## Recorded information
========================

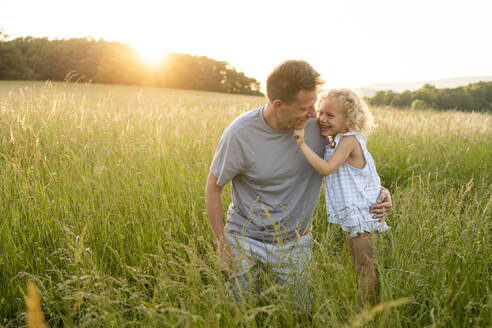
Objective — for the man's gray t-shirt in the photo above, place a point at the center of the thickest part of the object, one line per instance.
(274, 188)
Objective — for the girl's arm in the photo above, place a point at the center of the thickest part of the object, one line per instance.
(325, 168)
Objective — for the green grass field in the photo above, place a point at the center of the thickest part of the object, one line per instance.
(102, 206)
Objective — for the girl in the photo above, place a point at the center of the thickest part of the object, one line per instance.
(352, 184)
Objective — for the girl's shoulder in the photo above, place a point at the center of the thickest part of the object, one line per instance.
(359, 136)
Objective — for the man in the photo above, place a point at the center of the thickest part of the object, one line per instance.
(274, 188)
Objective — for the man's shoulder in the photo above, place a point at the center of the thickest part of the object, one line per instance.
(244, 121)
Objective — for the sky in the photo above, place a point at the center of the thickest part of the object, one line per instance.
(351, 43)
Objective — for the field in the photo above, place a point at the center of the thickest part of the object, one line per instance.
(102, 206)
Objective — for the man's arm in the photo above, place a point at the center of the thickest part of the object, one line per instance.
(383, 206)
(213, 199)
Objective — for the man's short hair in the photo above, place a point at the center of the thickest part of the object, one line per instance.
(290, 77)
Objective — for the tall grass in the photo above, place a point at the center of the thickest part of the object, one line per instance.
(102, 206)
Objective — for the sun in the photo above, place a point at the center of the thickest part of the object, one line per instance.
(151, 53)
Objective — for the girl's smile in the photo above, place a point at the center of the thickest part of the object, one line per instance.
(331, 118)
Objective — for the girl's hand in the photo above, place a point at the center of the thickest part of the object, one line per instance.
(383, 206)
(299, 136)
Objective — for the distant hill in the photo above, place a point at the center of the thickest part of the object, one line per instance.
(371, 89)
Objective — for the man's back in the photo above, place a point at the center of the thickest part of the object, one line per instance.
(274, 189)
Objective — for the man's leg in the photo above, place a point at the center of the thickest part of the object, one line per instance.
(247, 254)
(292, 269)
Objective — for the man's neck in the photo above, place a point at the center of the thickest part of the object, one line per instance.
(271, 119)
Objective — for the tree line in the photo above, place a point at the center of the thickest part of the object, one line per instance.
(473, 97)
(100, 61)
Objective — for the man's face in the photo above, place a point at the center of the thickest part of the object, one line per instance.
(296, 114)
(331, 118)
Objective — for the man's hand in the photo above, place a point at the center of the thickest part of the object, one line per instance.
(213, 198)
(383, 206)
(299, 136)
(228, 264)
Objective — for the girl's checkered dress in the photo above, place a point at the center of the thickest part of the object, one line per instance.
(349, 192)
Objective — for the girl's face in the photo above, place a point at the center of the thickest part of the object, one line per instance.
(331, 118)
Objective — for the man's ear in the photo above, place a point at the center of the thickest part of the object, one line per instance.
(277, 105)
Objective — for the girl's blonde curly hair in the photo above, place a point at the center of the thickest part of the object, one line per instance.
(357, 114)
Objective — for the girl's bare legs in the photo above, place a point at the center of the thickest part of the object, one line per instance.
(363, 258)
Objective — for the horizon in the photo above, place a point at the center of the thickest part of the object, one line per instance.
(382, 42)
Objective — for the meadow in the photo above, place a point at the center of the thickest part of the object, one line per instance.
(102, 207)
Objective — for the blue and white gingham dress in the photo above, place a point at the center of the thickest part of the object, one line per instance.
(349, 192)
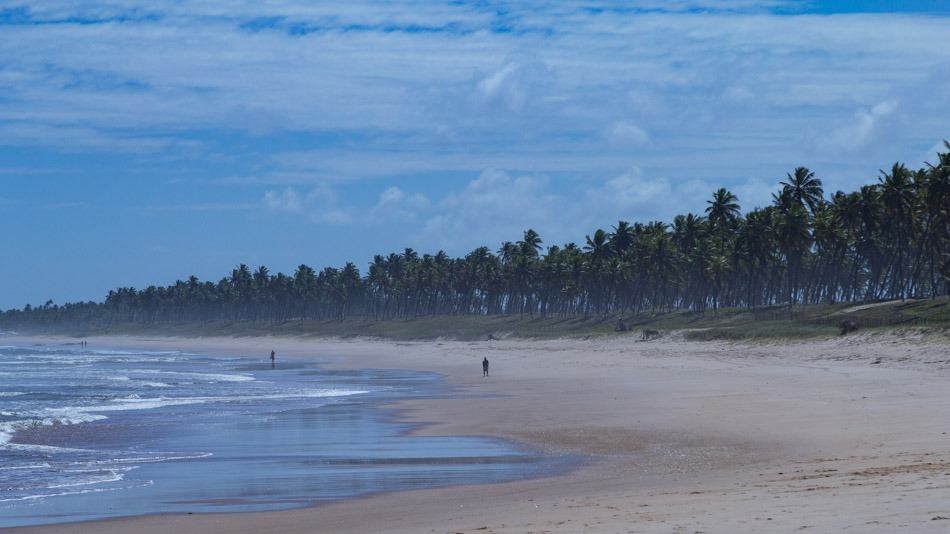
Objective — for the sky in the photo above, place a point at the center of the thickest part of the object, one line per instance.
(142, 142)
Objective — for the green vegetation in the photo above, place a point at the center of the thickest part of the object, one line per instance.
(803, 322)
(888, 240)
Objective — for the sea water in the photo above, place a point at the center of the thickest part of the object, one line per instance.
(90, 433)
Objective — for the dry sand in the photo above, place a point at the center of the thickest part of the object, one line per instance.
(850, 434)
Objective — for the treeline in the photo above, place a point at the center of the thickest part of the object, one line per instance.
(887, 240)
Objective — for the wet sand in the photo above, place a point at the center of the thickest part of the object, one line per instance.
(819, 436)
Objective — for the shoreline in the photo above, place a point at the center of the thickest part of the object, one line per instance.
(678, 434)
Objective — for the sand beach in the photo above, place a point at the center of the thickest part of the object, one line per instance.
(824, 436)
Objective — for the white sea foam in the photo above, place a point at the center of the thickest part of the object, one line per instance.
(204, 377)
(108, 476)
(43, 465)
(80, 492)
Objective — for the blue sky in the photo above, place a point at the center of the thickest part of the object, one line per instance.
(140, 144)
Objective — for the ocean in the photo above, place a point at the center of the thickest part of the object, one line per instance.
(89, 432)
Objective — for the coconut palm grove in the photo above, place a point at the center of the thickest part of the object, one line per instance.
(888, 240)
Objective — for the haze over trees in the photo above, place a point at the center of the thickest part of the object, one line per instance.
(888, 240)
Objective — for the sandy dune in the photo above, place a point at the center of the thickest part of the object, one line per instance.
(850, 434)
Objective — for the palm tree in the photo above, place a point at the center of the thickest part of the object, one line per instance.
(887, 239)
(722, 210)
(804, 188)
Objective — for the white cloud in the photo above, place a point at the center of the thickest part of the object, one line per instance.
(287, 200)
(622, 133)
(860, 130)
(394, 203)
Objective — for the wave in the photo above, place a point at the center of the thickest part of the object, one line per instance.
(204, 377)
(80, 492)
(72, 417)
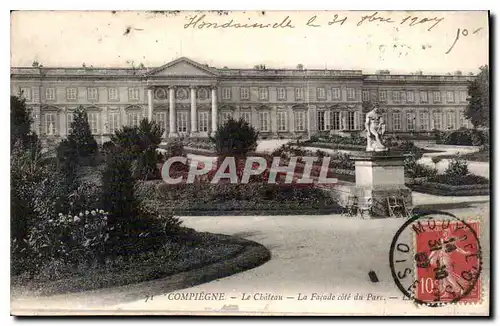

========================

Put all of the material above into a JSON list of strings, with one string per line, blank lines omitted, and the pictures left out.

## Problem solution
[
  "Objective — for the man's gray t-shirt in the photo above, place a point at the center of the thickest part of the object, one line per instance.",
  "(274, 188)",
  "Objective — for the girl's arm in the photo above, place a point at the center of the thickest part of the object, one line per instance.",
  "(325, 168)",
  "Objective — for the green grass field in the photo above, place a point at the center of the thickest part of the object, one line per instance.",
  "(102, 206)",
  "Objective — for the girl in the photo above, place a point at the center of the thickest part of the object, one line per instance.",
  "(352, 184)",
  "Objective — for the girl's shoulder in the photo above, place a point at the center of the thickest part of the object, one line per instance.",
  "(359, 136)",
  "Objective — for the man in the photo above, place a point at the center of the thickest part of the object, one line per instance.",
  "(274, 188)",
  "Objective — for the man's shoulder in the photo above, place a point at the center of the thickest part of the object, one line per instance.",
  "(244, 121)",
  "Objective — for the sky in the photo above, place a point at the center of the thickest part of the object, one line per instance.",
  "(351, 43)",
  "Objective — for the field in the photo above, place a point at the center of the thickest part of the object, one line per instance.",
  "(102, 206)",
  "Objective — for the man's arm in the photo above, place a point at the center of the thickest part of the object, one line per instance.",
  "(383, 206)",
  "(213, 199)",
  "Objective — for the man's short hair in the photo above, place a point at the center of the thickest part of the object, one line per instance.",
  "(290, 77)",
  "Objective — for the tall grass in the photo above, place a point at the center of the thickest part of the object, one line per instance.",
  "(102, 206)",
  "Objective — for the sun in the photo above, place a point at the center of the thickest part of the object, one line per instance.",
  "(151, 53)",
  "Objective — for the girl's smile in the photo above, place a point at the center of the thickest part of the object, one line per instance.",
  "(331, 118)",
  "Objective — for the girl's hand in the photo above, place a point at the center of the thickest part of the object, one line per instance.",
  "(383, 206)",
  "(299, 136)",
  "Objective — for the distant hill in the photo above, place a point at the center of the thickest part of the object, one line per instance.",
  "(371, 89)",
  "Objective — for the man's back in the photo above, place a point at the center of the thickest part of the object, one line per instance.",
  "(274, 189)",
  "Objective — for the man's leg in the photo above, place a point at the center of the thickest part of the object, one line per instance.",
  "(247, 254)",
  "(292, 269)",
  "Objective — for the man's neck in the photo above, place a point at the center of the thickest part of the object, one line per instance.",
  "(271, 119)",
  "Objective — for the tree line in the photo above, place a point at the center of the thickest part of the object, one line per instance.",
  "(473, 97)",
  "(100, 61)",
  "Objective — for the man's face in the photo above, place a point at the center of the thickest part of the object, one line per instance.",
  "(296, 114)",
  "(331, 118)",
  "Objective — for the man's hand in the photo above, place a point at the center of the thickest part of the object, one line per instance.",
  "(213, 198)",
  "(383, 206)",
  "(299, 136)",
  "(228, 264)",
  "Objective — for the girl's checkered dress in the photo above, place a point at the center of the thickest part of the object, one line per instance.",
  "(349, 192)",
  "Objective — for the girl's face in the photo above, place a point at the center of the thickest part of the object, one line per instance.",
  "(331, 118)",
  "Objective — for the man's ear in the photo above, place a point at the center of the thickest part of the object, one line per instance.",
  "(277, 105)",
  "Objective — for the girl's blonde curly hair in the photo above, place a point at the center of the thickest part of the object, one line per instance.",
  "(357, 114)",
  "Objective — for the girl's bare legs in the photo above, place a point at the center of the thickest part of the object, one line per instance.",
  "(363, 258)",
  "Objective — for the horizon in the photo above, place a point at the center of the thickest part of the object, one line per instance.",
  "(382, 42)",
  "Objective — for the meadow in the photo above, place a point at the center of the thickest part of the object, one line per instance.",
  "(102, 207)",
  "Objective — for the blue and white gingham dress in the photo above, place a point at the center of the thickest part of the object, one line per instance.",
  "(349, 192)",
  "Objective — for the sky in the photo above, place a point at the center of the thickest part of the object, one line per instance.",
  "(142, 142)",
  "Objective — for the green vegetation in the photo above, place a point at the center of the thickest part of the object, one line per instance.",
  "(803, 322)",
  "(888, 240)",
  "Objective — for the sea water in the photo above, place a point at the center of the thickest part of the object, one line per instance.",
  "(90, 433)",
  "Objective — for the dry sand in the photo above, place a point at the center of the thickest part of the object, one line per instance.",
  "(850, 434)",
  "Objective — for the treeline in the photo above, place a point at the center of the thickest part of the object, one line per instance.",
  "(887, 240)",
  "Objective — for the wet sand in the photo above, place a point at the center of the thickest part of the object, one line per instance.",
  "(819, 436)",
  "Objective — for the shoreline in the photo above, place a point at the center of the thickest part of the object, one line per instance.",
  "(678, 434)",
  "Objective — for the sand beach in the photo above, place a point at the center of the thickest part of the object, one line per instance.",
  "(824, 436)",
  "Objective — for the white sea foam in the photo above, place a point at the center of the thickest part of the object, one line per instance.",
  "(204, 377)",
  "(108, 476)",
  "(43, 465)",
  "(80, 492)",
  "Objective — for the blue sky in the photo above, place a point at the center of the thickest part of the object, one line per instance.",
  "(140, 144)",
  "Objective — for the ocean in the photo above, place a point at the center of the thickest part of the object, one line per instance.",
  "(89, 432)",
  "Objective — for the coconut palm grove in the photo above, place a point at the center of the thickest part of the object, one line per instance.",
  "(888, 240)",
  "Objective — for the haze over trees in the photo above, place a point at the center of the thickest part of the object, one line per instance.",
  "(888, 240)",
  "Objective — for the sandy dune in the photo above, place a point at the center of the thickest part of the object, one line per instance.",
  "(850, 434)",
  "Objective — for the palm tree in the photo above, place a point at the center of the thickest part of the object, one line per instance.",
  "(887, 239)",
  "(722, 210)",
  "(804, 188)",
  "Objective — for the white cloud in the photo above, place a point at the center of the thickest part of the object, one line per instance.",
  "(287, 200)",
  "(622, 133)",
  "(860, 130)",
  "(394, 203)",
  "Objective — for the wave in the photo above, place a point at the center of the thickest part of the object, one line per instance.",
  "(204, 377)",
  "(80, 492)",
  "(72, 417)"
]